# LAVORO DA SVOLGERE
Restituisci come lista JSON di stringhe il tratto che inizia con la riga contenente "The format of" e termina con la riga contenente "152L383 164L385 189L480", estremi inclusi. Metti una stringa per ogni riga e tralascia le righe vuote.

# MATERIALE DI LAVORO
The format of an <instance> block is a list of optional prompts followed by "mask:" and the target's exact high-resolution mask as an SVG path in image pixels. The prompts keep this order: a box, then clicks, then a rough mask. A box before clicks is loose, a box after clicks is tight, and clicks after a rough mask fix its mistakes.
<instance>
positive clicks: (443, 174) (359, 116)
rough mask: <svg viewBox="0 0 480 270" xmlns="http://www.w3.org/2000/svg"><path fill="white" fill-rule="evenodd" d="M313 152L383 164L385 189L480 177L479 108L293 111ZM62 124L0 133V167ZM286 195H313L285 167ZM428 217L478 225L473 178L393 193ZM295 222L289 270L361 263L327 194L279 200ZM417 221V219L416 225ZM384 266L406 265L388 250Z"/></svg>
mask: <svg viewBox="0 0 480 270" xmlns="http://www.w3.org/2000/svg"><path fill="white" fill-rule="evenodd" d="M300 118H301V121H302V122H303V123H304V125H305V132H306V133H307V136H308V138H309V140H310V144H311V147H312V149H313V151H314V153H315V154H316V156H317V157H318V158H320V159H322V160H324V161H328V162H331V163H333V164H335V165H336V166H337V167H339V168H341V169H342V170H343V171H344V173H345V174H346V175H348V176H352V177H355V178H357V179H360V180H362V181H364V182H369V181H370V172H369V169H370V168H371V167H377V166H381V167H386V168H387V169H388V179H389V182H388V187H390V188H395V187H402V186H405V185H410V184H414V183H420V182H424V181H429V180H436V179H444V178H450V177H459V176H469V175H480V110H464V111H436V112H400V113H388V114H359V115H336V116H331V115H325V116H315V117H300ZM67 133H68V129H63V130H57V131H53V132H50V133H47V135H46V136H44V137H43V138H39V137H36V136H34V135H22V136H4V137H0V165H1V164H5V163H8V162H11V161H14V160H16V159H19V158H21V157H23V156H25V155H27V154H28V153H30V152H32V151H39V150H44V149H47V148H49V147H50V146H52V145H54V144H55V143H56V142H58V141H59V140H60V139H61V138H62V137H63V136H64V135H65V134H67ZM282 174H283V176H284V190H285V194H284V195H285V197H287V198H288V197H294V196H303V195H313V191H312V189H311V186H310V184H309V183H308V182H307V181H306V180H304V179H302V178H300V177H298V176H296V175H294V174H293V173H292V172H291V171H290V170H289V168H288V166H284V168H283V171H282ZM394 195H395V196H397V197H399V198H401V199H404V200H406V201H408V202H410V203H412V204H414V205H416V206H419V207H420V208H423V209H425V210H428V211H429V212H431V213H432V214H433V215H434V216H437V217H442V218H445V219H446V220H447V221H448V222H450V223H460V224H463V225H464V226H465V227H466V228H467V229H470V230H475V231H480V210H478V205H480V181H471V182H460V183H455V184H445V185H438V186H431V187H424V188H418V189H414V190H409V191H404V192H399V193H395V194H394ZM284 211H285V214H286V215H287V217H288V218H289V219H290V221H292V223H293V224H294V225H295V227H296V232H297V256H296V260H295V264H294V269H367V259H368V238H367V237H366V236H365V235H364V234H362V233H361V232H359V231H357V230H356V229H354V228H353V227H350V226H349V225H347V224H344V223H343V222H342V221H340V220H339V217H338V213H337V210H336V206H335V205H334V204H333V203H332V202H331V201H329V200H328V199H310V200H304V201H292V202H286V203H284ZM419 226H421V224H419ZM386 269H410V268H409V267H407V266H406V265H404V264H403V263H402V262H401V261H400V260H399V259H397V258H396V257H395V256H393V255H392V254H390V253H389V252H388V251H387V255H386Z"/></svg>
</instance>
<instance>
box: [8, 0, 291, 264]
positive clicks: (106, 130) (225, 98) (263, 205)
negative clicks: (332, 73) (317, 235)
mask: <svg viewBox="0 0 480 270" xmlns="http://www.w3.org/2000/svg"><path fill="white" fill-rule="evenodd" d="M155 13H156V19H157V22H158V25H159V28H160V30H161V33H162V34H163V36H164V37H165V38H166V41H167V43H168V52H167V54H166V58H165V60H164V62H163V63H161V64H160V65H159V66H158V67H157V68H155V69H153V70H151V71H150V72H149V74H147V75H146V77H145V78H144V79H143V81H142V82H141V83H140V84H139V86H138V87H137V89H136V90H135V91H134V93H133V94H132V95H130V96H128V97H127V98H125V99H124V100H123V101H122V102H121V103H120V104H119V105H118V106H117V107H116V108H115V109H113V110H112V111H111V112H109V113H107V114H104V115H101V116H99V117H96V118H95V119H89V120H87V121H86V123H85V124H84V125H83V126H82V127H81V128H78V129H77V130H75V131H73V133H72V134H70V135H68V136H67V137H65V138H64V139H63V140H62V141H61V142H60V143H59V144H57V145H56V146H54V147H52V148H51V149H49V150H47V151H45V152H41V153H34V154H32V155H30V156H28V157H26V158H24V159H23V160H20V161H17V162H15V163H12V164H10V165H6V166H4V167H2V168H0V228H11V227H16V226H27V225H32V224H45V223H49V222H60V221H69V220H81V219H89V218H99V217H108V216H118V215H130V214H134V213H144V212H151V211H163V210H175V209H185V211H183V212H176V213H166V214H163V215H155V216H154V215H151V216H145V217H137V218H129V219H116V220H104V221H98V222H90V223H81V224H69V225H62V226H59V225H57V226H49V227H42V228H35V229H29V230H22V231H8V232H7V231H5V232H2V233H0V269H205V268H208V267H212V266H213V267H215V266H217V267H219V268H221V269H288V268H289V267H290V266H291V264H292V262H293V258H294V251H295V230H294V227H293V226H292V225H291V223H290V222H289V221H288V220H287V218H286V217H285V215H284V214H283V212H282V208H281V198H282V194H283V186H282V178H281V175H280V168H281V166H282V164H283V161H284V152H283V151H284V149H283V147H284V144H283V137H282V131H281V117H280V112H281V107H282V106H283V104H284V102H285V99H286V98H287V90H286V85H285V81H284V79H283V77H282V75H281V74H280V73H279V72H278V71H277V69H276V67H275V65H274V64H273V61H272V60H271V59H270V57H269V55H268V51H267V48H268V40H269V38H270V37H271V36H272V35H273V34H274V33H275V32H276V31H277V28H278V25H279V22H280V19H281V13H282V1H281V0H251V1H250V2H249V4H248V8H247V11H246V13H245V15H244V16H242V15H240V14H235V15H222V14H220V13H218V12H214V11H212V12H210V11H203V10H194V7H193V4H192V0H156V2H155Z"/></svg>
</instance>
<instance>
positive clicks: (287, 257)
...
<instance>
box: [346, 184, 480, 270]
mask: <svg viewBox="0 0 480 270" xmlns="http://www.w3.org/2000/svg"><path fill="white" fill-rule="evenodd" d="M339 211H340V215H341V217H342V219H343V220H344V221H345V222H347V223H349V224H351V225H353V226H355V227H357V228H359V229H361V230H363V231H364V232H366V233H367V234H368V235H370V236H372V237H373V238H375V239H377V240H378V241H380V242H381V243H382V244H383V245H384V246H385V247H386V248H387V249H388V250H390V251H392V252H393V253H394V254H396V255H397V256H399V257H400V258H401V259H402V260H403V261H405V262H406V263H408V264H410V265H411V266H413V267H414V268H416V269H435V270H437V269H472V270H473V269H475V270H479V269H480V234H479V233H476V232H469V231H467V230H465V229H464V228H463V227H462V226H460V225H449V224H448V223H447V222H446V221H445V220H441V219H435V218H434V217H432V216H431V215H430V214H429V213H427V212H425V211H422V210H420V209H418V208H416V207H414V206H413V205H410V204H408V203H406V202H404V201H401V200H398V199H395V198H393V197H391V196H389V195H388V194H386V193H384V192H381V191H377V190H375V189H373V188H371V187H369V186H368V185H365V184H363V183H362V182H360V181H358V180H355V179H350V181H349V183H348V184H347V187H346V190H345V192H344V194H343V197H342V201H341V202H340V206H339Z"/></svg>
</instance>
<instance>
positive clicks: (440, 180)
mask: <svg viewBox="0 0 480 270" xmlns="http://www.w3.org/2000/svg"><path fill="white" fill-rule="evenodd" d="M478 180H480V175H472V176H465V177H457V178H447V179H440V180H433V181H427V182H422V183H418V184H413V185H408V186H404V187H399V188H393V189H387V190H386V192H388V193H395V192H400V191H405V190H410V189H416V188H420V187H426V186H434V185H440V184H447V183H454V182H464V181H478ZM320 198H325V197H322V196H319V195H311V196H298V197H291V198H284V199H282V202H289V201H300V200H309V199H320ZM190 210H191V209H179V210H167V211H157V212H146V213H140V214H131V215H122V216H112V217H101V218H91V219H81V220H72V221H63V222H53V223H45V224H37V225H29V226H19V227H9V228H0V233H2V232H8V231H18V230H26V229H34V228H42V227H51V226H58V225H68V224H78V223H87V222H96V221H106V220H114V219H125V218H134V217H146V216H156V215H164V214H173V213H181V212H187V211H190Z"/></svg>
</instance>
---
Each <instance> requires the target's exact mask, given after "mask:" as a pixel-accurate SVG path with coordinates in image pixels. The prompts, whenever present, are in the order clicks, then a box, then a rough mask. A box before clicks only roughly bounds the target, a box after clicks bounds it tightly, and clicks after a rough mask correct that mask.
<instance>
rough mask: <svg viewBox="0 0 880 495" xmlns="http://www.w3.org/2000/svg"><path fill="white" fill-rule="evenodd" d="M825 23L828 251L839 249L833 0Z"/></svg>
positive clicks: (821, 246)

# RISPOSTA
[
  "The format of an <instance> block is a list of optional prompts followed by \"mask:\" and the target's exact high-resolution mask as an SVG path in image pixels. The prompts keep this order: a box, then clicks, then a rough mask. A box before clicks is loose, a box after clicks is tight, and clicks after a rough mask fix its mistakes.",
  "<instance>",
  "positive clicks: (443, 174) (359, 116)",
  "rough mask: <svg viewBox=\"0 0 480 270\" xmlns=\"http://www.w3.org/2000/svg\"><path fill=\"white\" fill-rule=\"evenodd\" d=\"M313 152L383 164L385 189L480 177L479 108L293 111ZM62 124L0 133V167ZM286 195H313L285 167ZM428 217L478 225L473 178L393 193ZM295 222L289 270L361 263L327 194L279 200ZM417 221V219L416 225ZM384 266L406 265L388 250Z\"/></svg>"
]